-------- Excerpted text --------

A WHOLE JESUS FOR A WHOLE PERSONS, or
HOW TO TELL A FRAUD
1 John 4.1-12
May 31, 2015
Is the Islamic State a legitimate form of Islam or not? Certain statements by our government would give the impression that the Islamic State is un-Islamic. This is suggested, so it is argued, in order to avoid the impression that the West is engaged in a holy war directly with Islam.
While the suggestion that the Islamic State is un-Islamic may be understandable from a tactical standpoint, it has been criticized from a strategic perspective as being wrongheaded. In fact, this suggestion is dangerously unhelpful to containing and ultimately stopping the violence in the Middle East.[1] The Islamic State does represent a form of Islam that has a history and can be supported from texts found in the Qur’an.
Therefore to call the Islamic State un-Islamic insults large swaths of Muslims who believe to their deaths that the Qur’an is verbally inerrant Scripture. More believers are primed to become terrorists to martyr themselves for the defense of their faith. It creates the perfect incentive for acts of barbarism against Western targets and Arab Christians which are videotaped and used with tremendous propaganda effects.
It is crucial to call the Islamic State “Islamic” for the simple reason that it does quote the Qur’an for its legitimacy. So let’s talk about the Qur’an for a minute. The content of the Qur’an grew over a long time, in multiple historical settings, facing changing circumstances, challenges, threats, and opportunities. In that sense it is like our Bible. And like our Bible, the Qur’an does not speak with one voice. Generally speaking, the parts of the Qur’an which are attributed to Mohammad during his later stay in Medina are more aggressive than his earlier, more peaceful ones from Mecca.[2]
What we in the West are waking up to is that a large part of the Muslim world has made a decision to base their faith and practice on the Mecca texts. This has come about almost unnoticed over the past centuries through what can be called a quiet reformation, if you will. This reformation has moved Islam out of its 7th century way of doing things to something more recognizable as a modern day religion. Away from Medina and toward Mecca, again to speak very broadly.
This reformation, no surprise, has sparked a counter-reformation, being carried out by the Islamic State and other groups. As you might expect, Mohammad’s sayings from Medina are more prominent in Islamic State theology and practice than the parts that are attributed to Mohammad during his earlier stay in Mecca. The aim of this counter-reformation is to capture modern Islam and take it back to its roots in Medina. Away from Mecca and back to Medina.

-------- Recorded information --------

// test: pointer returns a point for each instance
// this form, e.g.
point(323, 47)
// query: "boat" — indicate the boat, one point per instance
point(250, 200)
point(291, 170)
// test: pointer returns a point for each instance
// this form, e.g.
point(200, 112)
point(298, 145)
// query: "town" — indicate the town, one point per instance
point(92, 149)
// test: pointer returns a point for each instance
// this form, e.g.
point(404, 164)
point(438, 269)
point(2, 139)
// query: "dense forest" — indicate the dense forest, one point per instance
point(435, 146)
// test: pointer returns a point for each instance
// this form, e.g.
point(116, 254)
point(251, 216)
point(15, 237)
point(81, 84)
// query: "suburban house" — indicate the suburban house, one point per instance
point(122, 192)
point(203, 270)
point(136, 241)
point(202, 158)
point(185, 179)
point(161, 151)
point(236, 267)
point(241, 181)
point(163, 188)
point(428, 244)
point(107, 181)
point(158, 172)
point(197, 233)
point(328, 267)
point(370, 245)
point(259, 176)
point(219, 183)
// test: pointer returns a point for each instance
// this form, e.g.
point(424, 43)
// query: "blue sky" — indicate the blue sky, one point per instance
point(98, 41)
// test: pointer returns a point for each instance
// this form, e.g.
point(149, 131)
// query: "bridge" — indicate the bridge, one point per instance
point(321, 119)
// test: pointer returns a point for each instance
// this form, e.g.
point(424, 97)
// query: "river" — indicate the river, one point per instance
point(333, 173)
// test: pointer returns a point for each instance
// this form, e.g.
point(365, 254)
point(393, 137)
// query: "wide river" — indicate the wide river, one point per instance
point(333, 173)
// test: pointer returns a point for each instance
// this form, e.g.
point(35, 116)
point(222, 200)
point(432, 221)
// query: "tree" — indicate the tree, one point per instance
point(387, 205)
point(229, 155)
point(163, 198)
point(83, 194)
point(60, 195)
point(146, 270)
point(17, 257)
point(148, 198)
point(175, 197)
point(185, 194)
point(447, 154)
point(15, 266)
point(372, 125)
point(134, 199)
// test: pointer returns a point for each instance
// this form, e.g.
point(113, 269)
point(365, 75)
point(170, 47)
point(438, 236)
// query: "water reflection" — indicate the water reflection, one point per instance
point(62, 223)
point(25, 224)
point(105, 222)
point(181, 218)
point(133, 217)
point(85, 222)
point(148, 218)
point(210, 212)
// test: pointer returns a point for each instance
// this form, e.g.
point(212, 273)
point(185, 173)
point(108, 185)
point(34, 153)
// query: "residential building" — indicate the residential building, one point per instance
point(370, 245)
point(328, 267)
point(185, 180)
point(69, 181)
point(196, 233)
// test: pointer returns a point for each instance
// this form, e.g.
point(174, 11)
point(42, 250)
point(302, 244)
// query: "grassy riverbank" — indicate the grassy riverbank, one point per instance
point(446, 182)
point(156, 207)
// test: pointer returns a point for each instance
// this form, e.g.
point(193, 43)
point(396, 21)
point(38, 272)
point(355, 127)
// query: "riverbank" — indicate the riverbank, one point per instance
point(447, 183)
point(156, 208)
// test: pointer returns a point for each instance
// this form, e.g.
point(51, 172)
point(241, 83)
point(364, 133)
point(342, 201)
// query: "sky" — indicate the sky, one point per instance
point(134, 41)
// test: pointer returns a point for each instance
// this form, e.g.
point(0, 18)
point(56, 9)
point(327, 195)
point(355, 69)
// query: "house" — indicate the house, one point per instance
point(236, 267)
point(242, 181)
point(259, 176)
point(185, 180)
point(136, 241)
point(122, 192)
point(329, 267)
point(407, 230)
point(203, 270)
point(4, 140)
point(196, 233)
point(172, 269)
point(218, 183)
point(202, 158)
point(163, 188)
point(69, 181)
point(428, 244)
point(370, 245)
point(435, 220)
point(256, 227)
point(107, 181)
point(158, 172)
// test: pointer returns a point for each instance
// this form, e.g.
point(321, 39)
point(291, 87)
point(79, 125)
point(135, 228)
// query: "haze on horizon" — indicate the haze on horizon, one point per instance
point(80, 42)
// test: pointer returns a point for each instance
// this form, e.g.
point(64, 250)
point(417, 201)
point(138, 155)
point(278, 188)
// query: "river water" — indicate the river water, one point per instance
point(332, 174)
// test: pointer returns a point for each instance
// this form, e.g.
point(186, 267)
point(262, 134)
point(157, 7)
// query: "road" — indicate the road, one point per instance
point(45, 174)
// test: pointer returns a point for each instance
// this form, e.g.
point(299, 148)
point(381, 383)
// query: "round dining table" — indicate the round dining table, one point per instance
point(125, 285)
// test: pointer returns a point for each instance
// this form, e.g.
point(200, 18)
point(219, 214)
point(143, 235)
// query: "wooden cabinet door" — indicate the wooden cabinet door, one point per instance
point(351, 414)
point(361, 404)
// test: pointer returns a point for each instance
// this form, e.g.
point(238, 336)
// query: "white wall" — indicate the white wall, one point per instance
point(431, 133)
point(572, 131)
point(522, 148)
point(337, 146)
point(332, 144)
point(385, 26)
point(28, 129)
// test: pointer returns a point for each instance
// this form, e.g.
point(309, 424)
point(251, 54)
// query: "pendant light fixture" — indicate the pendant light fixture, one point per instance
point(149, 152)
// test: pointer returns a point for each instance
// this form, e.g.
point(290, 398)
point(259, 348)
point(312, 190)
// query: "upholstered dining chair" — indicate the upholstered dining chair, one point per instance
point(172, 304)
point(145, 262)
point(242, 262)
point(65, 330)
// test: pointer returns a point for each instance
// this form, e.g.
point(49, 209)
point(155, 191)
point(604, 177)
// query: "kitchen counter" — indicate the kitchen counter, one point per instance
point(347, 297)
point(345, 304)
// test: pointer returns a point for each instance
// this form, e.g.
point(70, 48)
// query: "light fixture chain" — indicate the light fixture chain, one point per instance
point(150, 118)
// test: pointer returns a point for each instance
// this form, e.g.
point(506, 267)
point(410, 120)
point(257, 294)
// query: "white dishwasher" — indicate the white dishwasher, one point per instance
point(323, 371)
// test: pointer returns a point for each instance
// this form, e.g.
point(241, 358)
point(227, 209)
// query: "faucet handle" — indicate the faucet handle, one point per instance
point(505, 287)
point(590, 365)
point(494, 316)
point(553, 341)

--------

What to do: According to the text on the Islamic State, what did the content of the Qur'an face as it grew over time? List each item.

Finished answer:
- Changing circumstances
- Challenges
- Threats
- Opportunities